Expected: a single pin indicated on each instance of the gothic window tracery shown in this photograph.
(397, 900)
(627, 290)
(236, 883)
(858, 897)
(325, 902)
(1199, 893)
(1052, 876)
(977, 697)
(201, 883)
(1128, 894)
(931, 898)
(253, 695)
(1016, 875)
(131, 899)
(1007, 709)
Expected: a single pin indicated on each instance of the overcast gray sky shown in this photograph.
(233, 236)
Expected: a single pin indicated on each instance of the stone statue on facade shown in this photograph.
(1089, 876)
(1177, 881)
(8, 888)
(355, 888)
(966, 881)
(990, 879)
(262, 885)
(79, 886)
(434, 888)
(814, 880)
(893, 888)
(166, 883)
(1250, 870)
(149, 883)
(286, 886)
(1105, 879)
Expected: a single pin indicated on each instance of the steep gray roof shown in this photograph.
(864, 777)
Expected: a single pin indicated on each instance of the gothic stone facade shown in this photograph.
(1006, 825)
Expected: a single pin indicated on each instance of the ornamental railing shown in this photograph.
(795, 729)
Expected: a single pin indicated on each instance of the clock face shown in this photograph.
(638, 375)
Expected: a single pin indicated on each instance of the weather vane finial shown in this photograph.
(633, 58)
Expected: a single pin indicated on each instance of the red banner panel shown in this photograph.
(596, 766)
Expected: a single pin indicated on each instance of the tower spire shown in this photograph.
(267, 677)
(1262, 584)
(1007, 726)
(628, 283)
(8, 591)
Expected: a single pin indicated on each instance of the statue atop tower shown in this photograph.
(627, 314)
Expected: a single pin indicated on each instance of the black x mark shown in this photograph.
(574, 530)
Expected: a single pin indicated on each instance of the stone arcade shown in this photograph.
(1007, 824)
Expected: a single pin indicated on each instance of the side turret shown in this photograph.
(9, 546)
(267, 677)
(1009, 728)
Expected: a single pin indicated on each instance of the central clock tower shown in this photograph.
* * * * * * * * *
What the task asks: Render as a JSON list of strings the stretch of records that opens with the line containing "sky shown in this photograph." and closes with the line containing "(1105, 879)", one string per line, with both of those lines included and blank lines omitted.

Complete output:
[
  "Expected: a single pin indicated on each instance of the overcast gray sky shown in this photograph.",
  "(233, 236)",
  "Expected: a single pin indicated on each instance of the stone statue on facade shown in this photograph.",
  "(1089, 876)",
  "(1177, 881)",
  "(8, 888)",
  "(355, 888)",
  "(966, 881)",
  "(990, 879)",
  "(262, 885)",
  "(79, 886)",
  "(434, 888)",
  "(814, 880)",
  "(893, 888)",
  "(166, 883)",
  "(1250, 870)",
  "(149, 883)",
  "(286, 886)",
  "(1105, 879)"
]